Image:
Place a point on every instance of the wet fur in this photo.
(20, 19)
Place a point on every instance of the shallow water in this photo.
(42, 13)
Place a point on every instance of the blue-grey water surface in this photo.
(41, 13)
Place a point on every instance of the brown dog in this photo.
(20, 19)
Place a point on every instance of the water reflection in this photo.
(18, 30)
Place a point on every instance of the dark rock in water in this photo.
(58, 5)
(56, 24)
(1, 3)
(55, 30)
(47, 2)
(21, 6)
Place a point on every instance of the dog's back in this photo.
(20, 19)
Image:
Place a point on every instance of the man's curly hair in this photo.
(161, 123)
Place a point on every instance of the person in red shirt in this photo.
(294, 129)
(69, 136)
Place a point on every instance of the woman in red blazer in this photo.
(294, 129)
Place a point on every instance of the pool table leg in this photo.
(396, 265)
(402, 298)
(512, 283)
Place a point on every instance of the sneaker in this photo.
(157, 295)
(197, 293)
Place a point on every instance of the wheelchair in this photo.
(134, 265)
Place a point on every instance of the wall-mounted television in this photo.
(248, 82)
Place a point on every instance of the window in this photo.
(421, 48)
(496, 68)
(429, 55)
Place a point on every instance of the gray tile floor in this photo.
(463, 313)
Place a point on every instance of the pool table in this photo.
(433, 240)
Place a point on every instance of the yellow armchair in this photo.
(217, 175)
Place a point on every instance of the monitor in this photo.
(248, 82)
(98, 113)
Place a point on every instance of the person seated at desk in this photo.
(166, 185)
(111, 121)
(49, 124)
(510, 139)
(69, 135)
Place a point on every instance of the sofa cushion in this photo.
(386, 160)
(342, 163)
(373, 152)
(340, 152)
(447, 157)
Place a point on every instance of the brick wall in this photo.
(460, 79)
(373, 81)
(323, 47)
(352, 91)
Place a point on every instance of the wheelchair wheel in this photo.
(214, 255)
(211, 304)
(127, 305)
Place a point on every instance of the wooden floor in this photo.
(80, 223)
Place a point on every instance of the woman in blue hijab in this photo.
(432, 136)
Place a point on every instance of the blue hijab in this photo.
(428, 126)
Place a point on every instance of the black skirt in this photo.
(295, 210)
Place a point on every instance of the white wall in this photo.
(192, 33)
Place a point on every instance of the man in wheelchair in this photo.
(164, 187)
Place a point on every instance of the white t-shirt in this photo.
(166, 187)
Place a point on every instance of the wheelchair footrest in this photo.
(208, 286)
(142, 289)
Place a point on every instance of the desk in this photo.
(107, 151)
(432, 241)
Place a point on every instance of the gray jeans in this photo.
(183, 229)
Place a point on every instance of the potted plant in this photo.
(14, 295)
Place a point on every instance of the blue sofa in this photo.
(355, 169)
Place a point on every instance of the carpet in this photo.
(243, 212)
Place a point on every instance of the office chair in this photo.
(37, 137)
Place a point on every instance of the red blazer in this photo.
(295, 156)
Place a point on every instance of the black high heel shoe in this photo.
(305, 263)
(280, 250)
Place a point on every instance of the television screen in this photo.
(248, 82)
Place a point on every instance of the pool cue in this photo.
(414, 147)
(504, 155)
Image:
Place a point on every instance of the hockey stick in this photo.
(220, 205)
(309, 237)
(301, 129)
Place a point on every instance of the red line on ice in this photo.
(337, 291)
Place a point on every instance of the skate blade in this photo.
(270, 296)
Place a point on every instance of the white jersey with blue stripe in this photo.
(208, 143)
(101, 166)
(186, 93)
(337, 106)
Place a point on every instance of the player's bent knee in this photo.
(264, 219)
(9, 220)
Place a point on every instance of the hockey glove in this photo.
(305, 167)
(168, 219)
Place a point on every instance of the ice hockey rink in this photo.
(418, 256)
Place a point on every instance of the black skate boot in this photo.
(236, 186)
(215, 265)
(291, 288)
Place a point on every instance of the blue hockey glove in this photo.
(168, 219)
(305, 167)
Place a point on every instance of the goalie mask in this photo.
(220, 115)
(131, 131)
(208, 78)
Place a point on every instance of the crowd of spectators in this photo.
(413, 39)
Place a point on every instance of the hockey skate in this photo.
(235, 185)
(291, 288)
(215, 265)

-.-.-

__Directions for this task__: Copy out all of the entries above again, word for word, with every line unchanged.

__Result for this exercise__:
Image:
Place a point on every instance of the wet fur in this photo.
(20, 19)
Place a point on every instance of the shallow water in this photo.
(42, 13)
Place a point on every instance of the blue-grey water surface in this photo.
(41, 13)
Place a point on every instance of the brown dog in this photo.
(20, 19)
Place a point on every instance of the water reflection in this photo.
(18, 30)
Place a point on every instance of the dark rock in water in this photo.
(58, 5)
(56, 24)
(1, 3)
(55, 30)
(47, 2)
(21, 6)
Place a point on every instance of the dog's back in this photo.
(20, 19)
Image:
Place a point on every instance of the man's curly hair in this photo.
(161, 123)
Place a point on every instance of the person in red shirt in this photo.
(294, 129)
(69, 136)
Place a point on every instance of the woman in red blazer in this photo.
(294, 129)
Place a point on every instance of the pool table leg in this photo.
(396, 265)
(402, 298)
(512, 283)
Place a point on every instance of the sneaker in this photo.
(157, 295)
(197, 293)
Place a point on every instance of the wheelchair in this photo.
(134, 265)
Place a point on every instance of the wall-mounted television in this photo.
(248, 82)
Place a point on every instance of the window in this photo.
(421, 48)
(496, 68)
(429, 55)
Place a point on every instance of the gray tile floor in this photo.
(463, 313)
Place a point on every instance of the pool table in this photo.
(433, 240)
Place a point on every instance of the yellow armchair in this photo.
(217, 175)
Place a point on every instance of the monitor in this photo.
(248, 82)
(98, 113)
Place a point on every instance of the person seated at desk in this photo.
(166, 185)
(111, 121)
(49, 124)
(510, 139)
(69, 135)
Place a point on every instance of the sofa cushion in this photo.
(386, 160)
(342, 163)
(373, 152)
(340, 152)
(447, 157)
Place a point on every instance of the brick wall in this photo.
(460, 79)
(373, 81)
(323, 47)
(352, 91)
Place a point on every instance of the wheelchair wheel in this photo.
(214, 255)
(211, 304)
(127, 305)
Place a point on every instance of the wooden floor in this photo.
(80, 223)
Place a point on every instance of the woman in blue hijab in this photo.
(432, 136)
Place a point on every instance of the blue hijab in this photo.
(428, 126)
Place a point on every instance of the black skirt in this photo.
(295, 210)
Place a point on every instance of the white wall in this photo.
(192, 33)
Place a point on every instance of the man in wheelchair in this photo.
(164, 187)
Place a point on every instance of the white t-shirt in this photo.
(166, 187)
Place a point on every instance of the wheelchair footrest in this photo.
(208, 286)
(142, 289)
Place a point on every instance of the desk in this photo.
(107, 151)
(432, 241)
Place a point on every instance of the gray jeans in this photo.
(183, 229)
Place a point on every instance of the potted plant in this photo.
(14, 295)
Place a point on every instance of the blue sofa in this photo.
(355, 169)
Place a point on every instance of the carpet in this photo.
(243, 212)
Place a point on every instance of the office chair in this photo.
(37, 137)
Place a point on every instance of the red blazer in this photo.
(295, 156)
Place a point on every instance of the black high heel shoe in this photo.
(305, 263)
(280, 250)
Place a point on every instance of the television screen in this photo.
(248, 82)
Place a point on every instance of the pool cue in this photo.
(414, 147)
(504, 155)
Image:
Place a point on every instance of the hockey stick in this photo.
(220, 205)
(309, 237)
(301, 129)
Place a point on every instance of the red line on ice in this photo.
(337, 291)
Place a point on every instance of the skate blade in this photo.
(270, 296)
Place a point on every instance of the white jersey with blue stripe in this photo.
(208, 143)
(101, 166)
(186, 93)
(337, 106)
Place a point on every instance of the player's bent knee in this photo.
(264, 219)
(9, 220)
Place a point on every instance of the hockey glove in this photo.
(305, 167)
(168, 219)
Place a point on every instance of the ice hockey rink in this photo.
(418, 256)
Place a point on every instance of the black skate boot in this photo.
(236, 186)
(215, 265)
(291, 288)
Place a point on every instance of the blue hockey glove in this photo.
(168, 219)
(305, 167)
Place a point on every instance of the goalie mask in this photo.
(220, 115)
(131, 131)
(208, 78)
Place a point on every instance of the crowd of spectators in this photo.
(413, 39)
Place a point on every instance of the hockey skate in this photo.
(235, 185)
(291, 288)
(215, 265)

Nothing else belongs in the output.